Each record must appear in your answer exactly as it does below.

**** DATA SUPPLIED

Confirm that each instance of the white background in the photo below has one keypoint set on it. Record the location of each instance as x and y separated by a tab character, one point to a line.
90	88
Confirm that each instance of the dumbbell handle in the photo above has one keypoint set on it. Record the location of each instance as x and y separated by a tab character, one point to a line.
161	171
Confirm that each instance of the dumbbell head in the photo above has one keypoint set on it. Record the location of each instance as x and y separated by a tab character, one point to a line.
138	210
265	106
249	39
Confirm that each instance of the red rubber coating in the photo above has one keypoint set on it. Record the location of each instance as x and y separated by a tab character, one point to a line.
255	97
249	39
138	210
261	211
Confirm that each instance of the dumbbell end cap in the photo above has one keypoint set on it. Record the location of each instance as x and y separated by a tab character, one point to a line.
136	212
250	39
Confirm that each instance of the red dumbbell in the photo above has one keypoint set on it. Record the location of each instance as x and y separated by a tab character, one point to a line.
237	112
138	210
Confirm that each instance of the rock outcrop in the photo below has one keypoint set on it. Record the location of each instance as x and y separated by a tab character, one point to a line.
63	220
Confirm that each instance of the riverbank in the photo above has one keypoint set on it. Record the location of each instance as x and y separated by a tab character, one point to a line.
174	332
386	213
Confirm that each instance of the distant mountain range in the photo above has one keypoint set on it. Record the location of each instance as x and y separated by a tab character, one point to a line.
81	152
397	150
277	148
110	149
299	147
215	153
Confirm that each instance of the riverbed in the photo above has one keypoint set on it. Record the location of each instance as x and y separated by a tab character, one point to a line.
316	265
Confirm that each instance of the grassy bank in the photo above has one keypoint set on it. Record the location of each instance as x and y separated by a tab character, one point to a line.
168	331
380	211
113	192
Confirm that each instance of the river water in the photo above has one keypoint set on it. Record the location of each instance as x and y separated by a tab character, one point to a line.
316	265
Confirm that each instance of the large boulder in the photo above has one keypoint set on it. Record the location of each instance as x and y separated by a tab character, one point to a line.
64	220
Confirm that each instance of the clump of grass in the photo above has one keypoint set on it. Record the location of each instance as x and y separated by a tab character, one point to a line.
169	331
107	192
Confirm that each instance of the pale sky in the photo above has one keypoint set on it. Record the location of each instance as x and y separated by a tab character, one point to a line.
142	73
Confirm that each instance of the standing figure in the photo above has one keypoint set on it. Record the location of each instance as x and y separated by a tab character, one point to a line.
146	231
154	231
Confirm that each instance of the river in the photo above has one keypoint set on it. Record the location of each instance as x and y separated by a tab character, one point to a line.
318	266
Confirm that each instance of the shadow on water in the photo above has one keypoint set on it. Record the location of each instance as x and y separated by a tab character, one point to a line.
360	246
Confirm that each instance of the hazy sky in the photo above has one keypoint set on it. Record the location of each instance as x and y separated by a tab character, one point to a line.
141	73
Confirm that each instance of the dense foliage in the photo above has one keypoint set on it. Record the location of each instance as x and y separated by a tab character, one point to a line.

********

▸ ANSWER SECTION
Confirm that each instance of the white background in the photo below has one keypoint set on it. Record the location of each instance as x and y separated by a tab character, one point to a line.
90	88
Confirm that each instance of the dumbbell handle in the photo above has one keypoint set on it. Record the location of each instance as x and y separated by a tab character, one point to a line.
161	171
Confirm that each instance of the dumbbell head in the photo above has one keypoint set on it. Record the location of each instance as x and y separated by a tab character, one point to a line.
138	210
265	106
249	39
Confirm that each instance of the red rubber coating in the photo above has one keypoint set on it. Record the location of each instance as x and y separated by a tab character, one point to a line.
255	97
249	39
138	210
261	211
Confirm that each instance of the dumbbell end cap in the photo above has one keypoint set on it. Record the location of each instance as x and y separated by a tab character, one point to a line.
136	212
250	39
Confirm that each instance of the red dumbbell in the photo above has one keypoint set on it. Record the location of each instance as x and y separated by a tab character, one point to a line.
237	112
138	210
Confirm that each instance of the rock outcrop in the photo below has one keypoint set on it. Record the location of each instance as x and y separated by a tab character, one point to a line.
63	220
Confirm that each instance of the riverbank in the photo above has one keypoint set on it. Record the location of each instance as x and y separated by a tab character, one point to a line.
174	332
386	213
Confirm that each instance of the distant mountain range in the photo above has one keypoint set on it. Record the location of each instance as x and y separated by a tab character, one point to a line.
81	152
397	150
277	148
110	149
299	147
215	153
Confirm that each instance of the riverbed in the photo above has one keypoint set on it. Record the location of each instance as x and y separated by a tab character, one point to a line.
316	265
Confirm that each instance of the grassy bank in the photo above has one keypoint set on it. Record the location of each instance as x and y separated by a tab character, one point to a line.
168	331
380	211
113	192
Confirm that each instance of the river water in the photo above has one keypoint set on it. Record the location of each instance as x and y separated by a tab character, one point to a line.
316	265
Confirm that each instance of the large boulder in the photo above has one keypoint set on it. Record the location of each instance as x and y separated by a tab character, one point to a line.
64	220
Confirm that each instance of the clump of grass in the photo above has one keypoint set on it. Record the location of each instance as x and y separated by a tab character, one point to a line.
169	331
107	192
Confirm that each instance of the pale sky in the photo above has one keypoint set on it. Record the location of each instance as x and y separated by a tab character, one point to a line.
142	73
Confirm that each instance of the standing figure in the photo above has one keypoint set on it. Record the location of each instance as x and y separated by a tab character, one point to a line.
146	231
154	231
Confirm that each instance of the river in the photo above has one keypoint set on it. Record the location of each instance as x and y separated by a tab character, one point to a line.
318	266
Confirm that each instance of the shadow on water in the photo above has one keypoint set on it. Record the location of each instance as x and y separated by a tab character, one point to a line.
360	246
Confirm that each instance of the hazy sky in the photo above has one keypoint set on it. Record the location of each instance as x and y separated by a tab character, one point to a line.
141	73
Confirm that each instance of the dense foliage in the photo above has one keypoint set on it. Record the location of each instance as x and y separated by a tab character, one point to a line.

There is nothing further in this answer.